=== Source ===
☆ ☆ ☆ ☆ ☆ ☆ ☆
Load CSV file from S3 bucket into DataFrame.

In [2]:
import sagemaker
import pandas as pd

In [3]:
sess = sagemaker.Session()

bucket_name = sess.default_bucket()
role_name = sagemaker.get_execution_role()

bucket_prefix = "neural-search"

In [111]:
DATA_LIMIT = 96

data_location = f"s3://{bucket_name}/{bucket_prefix}/data/movies_metadata.csv"

df = pd.read_csv(data_location)[["title", "overview"]]
df = df[df["overview"].notna()]

df = df.head(DATA_LIMIT)

df.head(2)

  exec(code_obj, self.user_global_ns, self.user_ns)


Unnamed: 0,title,overview
0,Toy Story,"Led by Woody, Andy's toys live happily in his ..."
1,Jumanji,When siblings Judy and Peter discover an encha...


## Load embedding model

Load the sentence embedding transformer model.

In [5]:
from transformers import BertModel, BertTokenizer
import torch
import numpy as np

In [95]:
model_name = "bert-base-uncased"

device = torch.device("cuda" if torch.cuda.is_available() else "cpu")

tokenizer = BertTokenizer.from_pretrained(model_name)
text_model = BertModel.from_pretrained(model_name).to(device)
☆ ☆ ☆ ☆ ☆ ☆ ☆
=== The tasks ===
**1)** Answer these from the notebook above:
(a) What value is given to bucket_prefix?
(b) How many rows does DATA_LIMIT keep?
(c) Which model name is loaded for the tokenizer and text model?
**2)** Based on the notebook above, is each statement correct? Answer yes or no and quote the words that decide it.
(a) Only the "title" and "overview" columns are read into the DataFrame.
(b) The model is always placed on the CPU.
(c) Rows with no overview are removed.
☆ ☆ ☆ ☆ ☆ ☆ ☆
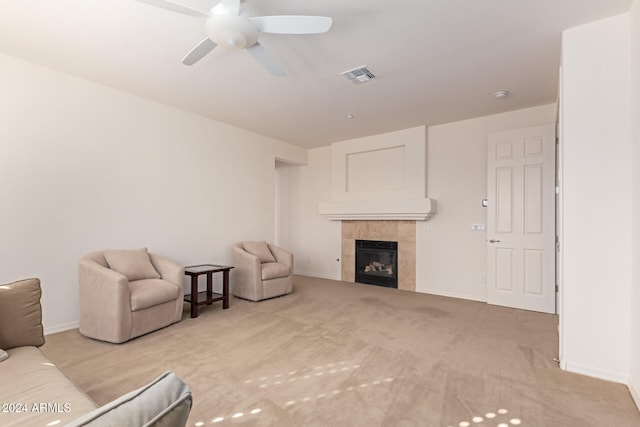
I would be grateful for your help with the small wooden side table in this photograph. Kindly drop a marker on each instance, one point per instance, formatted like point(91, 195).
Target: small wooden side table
point(207, 297)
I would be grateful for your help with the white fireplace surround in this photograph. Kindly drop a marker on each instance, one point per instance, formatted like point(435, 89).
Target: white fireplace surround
point(382, 177)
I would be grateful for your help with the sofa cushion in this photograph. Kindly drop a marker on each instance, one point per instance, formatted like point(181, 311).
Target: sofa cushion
point(259, 249)
point(20, 300)
point(149, 292)
point(46, 395)
point(132, 263)
point(273, 270)
point(165, 402)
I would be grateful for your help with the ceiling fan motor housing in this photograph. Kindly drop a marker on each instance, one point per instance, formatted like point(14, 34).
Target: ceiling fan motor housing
point(231, 31)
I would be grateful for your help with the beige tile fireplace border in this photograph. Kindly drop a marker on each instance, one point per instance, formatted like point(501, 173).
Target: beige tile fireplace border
point(404, 232)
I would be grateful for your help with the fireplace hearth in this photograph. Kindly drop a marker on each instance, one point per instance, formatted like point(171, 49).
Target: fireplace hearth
point(376, 263)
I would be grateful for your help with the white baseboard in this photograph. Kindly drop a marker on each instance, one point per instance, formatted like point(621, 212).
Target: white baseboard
point(318, 275)
point(48, 330)
point(594, 372)
point(452, 295)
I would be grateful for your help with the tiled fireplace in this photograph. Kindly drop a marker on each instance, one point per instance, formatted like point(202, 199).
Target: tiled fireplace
point(403, 232)
point(378, 192)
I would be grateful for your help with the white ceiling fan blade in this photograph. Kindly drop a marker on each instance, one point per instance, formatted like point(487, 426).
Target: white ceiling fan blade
point(175, 7)
point(267, 61)
point(292, 24)
point(199, 52)
point(231, 6)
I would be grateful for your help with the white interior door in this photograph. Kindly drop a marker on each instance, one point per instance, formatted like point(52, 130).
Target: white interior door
point(521, 219)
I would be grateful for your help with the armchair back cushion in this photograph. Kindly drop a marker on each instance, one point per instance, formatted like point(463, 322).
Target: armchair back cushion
point(259, 249)
point(134, 264)
point(20, 300)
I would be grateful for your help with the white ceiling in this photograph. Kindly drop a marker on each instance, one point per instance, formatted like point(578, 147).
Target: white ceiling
point(436, 61)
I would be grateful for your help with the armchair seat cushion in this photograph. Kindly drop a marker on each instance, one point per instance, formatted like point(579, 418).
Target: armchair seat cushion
point(274, 270)
point(149, 292)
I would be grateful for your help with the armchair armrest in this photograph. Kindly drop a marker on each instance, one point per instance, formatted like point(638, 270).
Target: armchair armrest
point(247, 273)
point(169, 270)
point(282, 256)
point(105, 302)
point(21, 314)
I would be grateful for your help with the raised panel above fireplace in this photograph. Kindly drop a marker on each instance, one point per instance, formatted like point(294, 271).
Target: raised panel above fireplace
point(380, 177)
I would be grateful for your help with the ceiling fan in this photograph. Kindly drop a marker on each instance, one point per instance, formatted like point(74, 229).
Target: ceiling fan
point(227, 25)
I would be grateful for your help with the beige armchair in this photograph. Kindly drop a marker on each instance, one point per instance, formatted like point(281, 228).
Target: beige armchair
point(128, 293)
point(261, 271)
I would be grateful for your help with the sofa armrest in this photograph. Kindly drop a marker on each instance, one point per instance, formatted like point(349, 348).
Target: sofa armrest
point(282, 256)
point(169, 270)
point(21, 314)
point(164, 402)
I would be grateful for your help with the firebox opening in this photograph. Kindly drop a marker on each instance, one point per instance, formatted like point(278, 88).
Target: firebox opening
point(377, 263)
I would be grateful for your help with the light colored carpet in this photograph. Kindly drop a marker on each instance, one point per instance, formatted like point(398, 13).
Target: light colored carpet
point(340, 354)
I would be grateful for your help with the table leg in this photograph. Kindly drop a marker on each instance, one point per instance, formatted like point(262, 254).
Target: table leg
☆ ☆ ☆ ☆ ☆ ☆ ☆
=== Task-by-task answers ===
**1)**
(a) "neural-search"
(b) 96
(c) "bert-base-uncased"

**2)**
(a) Yes: "pd.read_csv(data_location)[["title", "overview"]]"
(b) No: "torch.device("cuda" if torch.cuda.is_available() else "cpu")"
(c) Yes: "df = df[df["overview"].notna()]"